* Start ENTRIES *

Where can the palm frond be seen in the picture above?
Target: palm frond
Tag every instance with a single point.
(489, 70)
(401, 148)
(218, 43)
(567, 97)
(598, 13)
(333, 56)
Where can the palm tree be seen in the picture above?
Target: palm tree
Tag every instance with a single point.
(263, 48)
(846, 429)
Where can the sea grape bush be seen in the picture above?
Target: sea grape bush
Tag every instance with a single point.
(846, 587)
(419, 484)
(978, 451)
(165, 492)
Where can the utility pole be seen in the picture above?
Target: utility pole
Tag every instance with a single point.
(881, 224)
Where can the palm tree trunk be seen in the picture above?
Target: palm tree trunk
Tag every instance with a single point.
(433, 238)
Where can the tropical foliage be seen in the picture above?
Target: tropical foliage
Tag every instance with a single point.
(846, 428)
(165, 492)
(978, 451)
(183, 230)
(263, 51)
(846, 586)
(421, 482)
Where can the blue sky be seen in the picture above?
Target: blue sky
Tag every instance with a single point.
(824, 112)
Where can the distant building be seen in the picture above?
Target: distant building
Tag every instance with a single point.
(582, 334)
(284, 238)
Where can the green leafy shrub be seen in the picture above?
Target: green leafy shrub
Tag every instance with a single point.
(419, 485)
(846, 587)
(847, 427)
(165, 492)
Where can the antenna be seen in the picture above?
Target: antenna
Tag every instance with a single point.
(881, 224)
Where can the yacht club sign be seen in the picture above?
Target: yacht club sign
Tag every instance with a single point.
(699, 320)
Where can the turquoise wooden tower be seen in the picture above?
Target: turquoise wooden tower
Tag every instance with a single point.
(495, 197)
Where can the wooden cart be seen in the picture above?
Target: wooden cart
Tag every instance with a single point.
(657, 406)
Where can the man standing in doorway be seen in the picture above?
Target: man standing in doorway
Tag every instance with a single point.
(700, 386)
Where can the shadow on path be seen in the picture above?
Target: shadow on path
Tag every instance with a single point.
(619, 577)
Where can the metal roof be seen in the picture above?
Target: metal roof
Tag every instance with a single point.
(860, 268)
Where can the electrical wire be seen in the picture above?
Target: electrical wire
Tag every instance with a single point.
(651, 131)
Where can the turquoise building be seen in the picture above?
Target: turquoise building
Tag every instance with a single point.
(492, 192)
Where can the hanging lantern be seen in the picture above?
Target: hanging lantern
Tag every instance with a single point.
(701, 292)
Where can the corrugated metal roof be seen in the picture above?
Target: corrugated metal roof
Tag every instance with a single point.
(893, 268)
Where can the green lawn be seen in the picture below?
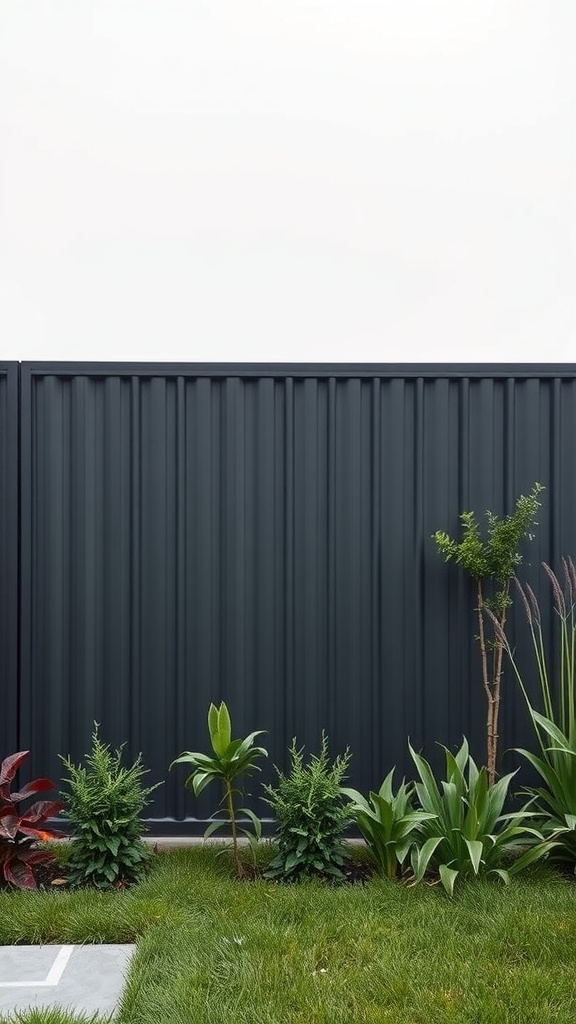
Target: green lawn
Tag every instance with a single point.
(212, 949)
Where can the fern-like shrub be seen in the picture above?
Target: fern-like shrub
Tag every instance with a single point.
(104, 803)
(311, 815)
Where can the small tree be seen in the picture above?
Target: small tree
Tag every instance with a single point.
(492, 563)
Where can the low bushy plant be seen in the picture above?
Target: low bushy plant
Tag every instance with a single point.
(311, 815)
(19, 829)
(389, 823)
(467, 835)
(104, 803)
(232, 759)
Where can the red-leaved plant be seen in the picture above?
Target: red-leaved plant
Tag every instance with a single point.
(21, 829)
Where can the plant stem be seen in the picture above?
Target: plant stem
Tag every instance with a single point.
(230, 805)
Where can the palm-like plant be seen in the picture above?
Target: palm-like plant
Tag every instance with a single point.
(232, 759)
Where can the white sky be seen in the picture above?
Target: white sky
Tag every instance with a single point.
(288, 180)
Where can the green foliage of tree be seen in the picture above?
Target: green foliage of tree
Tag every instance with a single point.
(491, 562)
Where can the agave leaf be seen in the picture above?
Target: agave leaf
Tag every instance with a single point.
(531, 856)
(423, 856)
(551, 729)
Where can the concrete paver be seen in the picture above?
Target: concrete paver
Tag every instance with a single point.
(87, 979)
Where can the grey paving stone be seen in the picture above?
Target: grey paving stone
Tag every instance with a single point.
(86, 979)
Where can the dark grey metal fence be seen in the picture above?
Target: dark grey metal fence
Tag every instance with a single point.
(261, 535)
(8, 554)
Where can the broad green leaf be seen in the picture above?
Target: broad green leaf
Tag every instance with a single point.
(424, 855)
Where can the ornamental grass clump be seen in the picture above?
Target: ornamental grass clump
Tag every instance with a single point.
(467, 835)
(311, 815)
(104, 803)
(554, 724)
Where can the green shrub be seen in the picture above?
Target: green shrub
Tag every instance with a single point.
(311, 815)
(104, 804)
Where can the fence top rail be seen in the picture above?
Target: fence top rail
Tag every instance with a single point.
(437, 371)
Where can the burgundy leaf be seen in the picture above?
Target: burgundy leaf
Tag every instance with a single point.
(40, 834)
(9, 824)
(38, 785)
(10, 765)
(41, 810)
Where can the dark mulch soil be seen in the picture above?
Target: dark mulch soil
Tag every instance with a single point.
(50, 876)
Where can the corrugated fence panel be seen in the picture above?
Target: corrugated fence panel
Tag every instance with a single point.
(8, 556)
(262, 535)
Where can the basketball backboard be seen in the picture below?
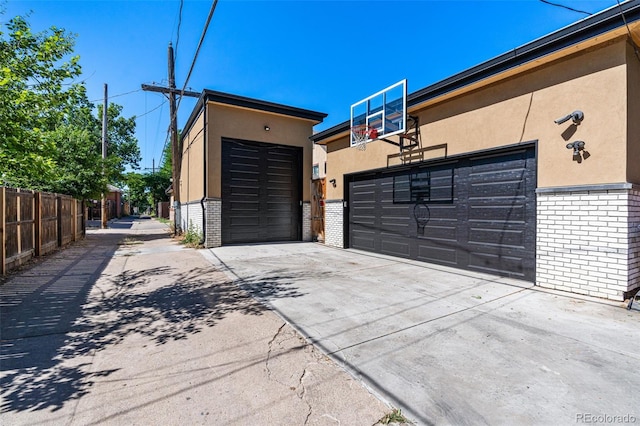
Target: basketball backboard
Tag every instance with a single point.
(384, 113)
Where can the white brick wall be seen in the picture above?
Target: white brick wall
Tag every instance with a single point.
(191, 215)
(306, 221)
(214, 222)
(585, 242)
(334, 223)
(634, 239)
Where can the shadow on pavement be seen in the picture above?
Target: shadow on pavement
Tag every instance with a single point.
(50, 335)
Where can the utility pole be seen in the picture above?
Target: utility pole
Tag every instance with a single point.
(103, 209)
(176, 145)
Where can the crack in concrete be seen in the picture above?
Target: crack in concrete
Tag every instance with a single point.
(302, 394)
(275, 336)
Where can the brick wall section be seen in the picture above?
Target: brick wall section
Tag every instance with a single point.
(334, 223)
(191, 215)
(306, 221)
(584, 244)
(214, 223)
(634, 239)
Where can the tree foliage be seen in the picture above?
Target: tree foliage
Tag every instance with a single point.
(50, 134)
(144, 190)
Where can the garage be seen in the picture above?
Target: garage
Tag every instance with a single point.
(262, 192)
(476, 212)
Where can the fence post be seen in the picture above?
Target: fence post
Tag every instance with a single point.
(59, 218)
(3, 233)
(38, 223)
(74, 219)
(19, 221)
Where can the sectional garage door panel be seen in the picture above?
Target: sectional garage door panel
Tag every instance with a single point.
(481, 213)
(261, 192)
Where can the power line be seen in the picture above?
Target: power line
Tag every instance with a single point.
(195, 56)
(635, 47)
(118, 95)
(566, 7)
(179, 24)
(151, 110)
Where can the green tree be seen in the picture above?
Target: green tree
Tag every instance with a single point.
(32, 100)
(50, 138)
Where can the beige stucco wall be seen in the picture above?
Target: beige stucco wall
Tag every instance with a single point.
(192, 171)
(245, 124)
(633, 114)
(523, 108)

* End ENTRIES *

**YOUR GOAL:** Leave out the pictures and print every line of the data exactly.

**TASK RESPONSE:**
Where can the palm frond be seen in the picture above?
Target: palm frond
Tag every instance with a single point.
(489, 70)
(401, 148)
(218, 43)
(567, 97)
(598, 13)
(333, 56)
Where can the palm tree be seen in the picture above?
Target: palm tree
Tag every instance with a single point.
(263, 48)
(846, 429)
Where can the sea grape bush be seen in the picture above?
Target: sea grape bush
Tag every instance with a single point.
(846, 587)
(419, 484)
(978, 451)
(165, 492)
Where can the utility pole be seen in the picture above?
Target: utility pole
Tag every instance with a single point.
(881, 224)
Where can the palm tree trunk be seen in the picture above?
Target: palm tree trunk
Tag every instance with a single point.
(433, 238)
Where can the tropical foliage be seen in the picture above?
Target: tropical foliage
Tag every instance with a single point.
(846, 428)
(165, 492)
(978, 451)
(183, 230)
(263, 51)
(846, 586)
(421, 482)
Where can the blue sky be seen in the picture above?
Target: blue sky
Tag every instance with a single point.
(824, 112)
Where can the distant building be seen in the picture above?
Target: distant building
Tag every instance with a single point.
(582, 334)
(284, 238)
Where can the green leafy shrub be seen in the picture above?
Target: green leafy shrub
Tag every instance with a single point.
(419, 485)
(846, 587)
(847, 427)
(165, 492)
Where can the antenna be seen in the picture above?
Target: antenna
Tag every instance with a single point.
(881, 224)
Where can the yacht club sign be seen in the picture above?
Target: yacht club sign
Tag every instance with a single point.
(699, 320)
Where can the turquoise wooden tower be seen in the picture above?
Target: turquoise wooden tower
Tag every instance with a single point.
(495, 197)
Where can the wooden cart be seen in the picture above?
Target: wooden cart
Tag every instance with a single point.
(657, 406)
Where can the man standing in doorway be seen in the picture above?
Target: man standing in doorway
Tag every instance with a single point.
(700, 386)
Where can the shadow on path be seen in the picture above?
Target: shadow on path
Tag every instance with a single point.
(619, 577)
Where can the metal roof be seen in the picture above?
Target: metal roof
Tag every instance with a single point.
(860, 268)
Where can the electrical wire be seen in the picture above?
Target: electrical wire
Tag every instance with a single point.
(651, 131)
Where can the turquoise building be seen in the picture above?
Target: turquoise building
Tag every instance with a single point.
(492, 192)
Where can the hanging lantern be seen in the picture above?
Target: hanging lantern
Tag every instance with a single point.
(701, 292)
Where can the corrugated metal roof be seen in the picture above?
Target: corrugated metal roof
Tag every instance with a single point.
(893, 268)
Where can the green lawn be seen in the picture below?
Target: green lawn
Tag every instance with a single point.
(212, 949)
Where can the fern-like shrub be seen in the picture above?
Target: fern-like shrub
Tag every instance with a single point.
(104, 803)
(311, 815)
Where can the small tree be seen in the picture above?
Target: small tree
Tag every instance with a single point.
(492, 563)
Where can the low bushy plant be seen in the picture above?
Target: low bushy plant
Tag every instance with a single point.
(311, 815)
(19, 829)
(389, 823)
(467, 835)
(104, 803)
(232, 759)
Where can the red-leaved plant be seen in the picture above?
Target: red-leaved plant
Tag every instance with a single point.
(21, 829)
Where can the plant stem be seen in the picture above?
Target: plant stem
Tag every instance with a single point.
(230, 805)
Where can the palm-like plant be seen in the picture above?
Target: palm-like plant
Tag every instance with a single point.
(232, 759)
Where can the white sky be seen in the picture above?
Target: white sky
Tag every instance with a single point.
(288, 180)
Where can the green foliage of tree be seen in the picture above?
Target: green foliage of tree
Tag every instance with a single point.
(491, 562)
Where can the agave leaf be seen in the picture above?
Target: agave leaf
Tag every instance with a single point.
(531, 856)
(423, 856)
(551, 729)
Where can the concrete paver be seen in the picture above?
Target: concrete paver
Tag every instance with a single point.
(87, 979)
Where can the grey paving stone be seen in the picture above?
Target: grey paving stone
Tag every instance with a single point.
(86, 979)
Where can the dark grey metal fence be seen in the picture above?
Target: dark grey metal fence
Tag every instance with a single point.
(261, 535)
(8, 554)
Where can the broad green leaf be seen in the picture above?
Target: broad green leaf
Tag every instance with a single point.
(424, 855)
Where can the ornamental grass clump be seen in the picture above?
Target: ornamental grass clump
Tag every instance with a single point.
(467, 835)
(311, 815)
(104, 803)
(554, 724)
Where can the green shrub be seen in the picture above?
Target: green shrub
Tag every instance with a single point.
(311, 815)
(104, 804)
Where can the fence top rail be seen in the picture above?
Target: fence top rail
Tag every instance with a single point.
(437, 371)
Where can the burgundy leaf be seen in the picture above?
Target: burgundy leaf
Tag every instance with a single point.
(40, 834)
(9, 824)
(38, 785)
(10, 765)
(41, 810)
Where can the dark mulch soil be seen in the picture above?
Target: dark mulch soil
Tag every instance with a single point.
(50, 876)
Where can the corrugated fence panel be seen in the picture above?
Target: corrugated fence panel
Tag every instance with a single point.
(8, 556)
(262, 535)
Where can the basketball backboard be seen in the picture below?
Target: basketball backboard
Tag every instance with a single point.
(384, 113)
Where can the white brick wall be seen in the picture above?
Target: white brick wall
Tag every instance with a single point.
(191, 215)
(306, 221)
(214, 222)
(585, 242)
(334, 223)
(634, 239)
Where can the shadow on pavement be seen in the picture above?
Target: shadow on pavement
Tag every instance with a single point.
(50, 335)
Where can the utility pole be seen in the picture above?
Target: utility pole
Tag every instance with a single point.
(103, 209)
(176, 145)
Where can the crack in concrete be seen in the picture above?
Target: crack in concrete
Tag every instance with a single point.
(302, 394)
(275, 336)
Where can the brick wall section be seen in the picture above?
Target: brick wall section
Tag every instance with a single point.
(334, 223)
(191, 215)
(306, 221)
(584, 244)
(214, 223)
(634, 239)
Where can the tree foliage be seen in the picture above?
Target: tree foliage
Tag every instance with a single point.
(50, 134)
(144, 190)
Where can the garage be seen in the picture above?
Target: garage
Tag every instance with a single point.
(262, 192)
(476, 212)
Where can the fence post be seen in the picture above?
Target: fence post
Tag every instance with a single point.
(59, 218)
(3, 233)
(38, 223)
(74, 219)
(19, 221)
Where can the sectional garage door panel be seen in the picture above?
Target: sectional garage door panel
Tag every instance with a single point.
(481, 213)
(261, 192)
Where can the power line be seen in the picture above?
Target: power line
Tag every instance with a single point.
(195, 56)
(635, 47)
(118, 95)
(566, 7)
(179, 24)
(151, 110)
Where can the green tree be seen in the picture above?
Target: green tree
Tag every instance with a single point.
(32, 100)
(50, 138)
Where can the beige stucco wall be seen in the picture above?
Target: beige stucco wall
Tag every instance with a single point.
(192, 171)
(245, 124)
(633, 114)
(523, 108)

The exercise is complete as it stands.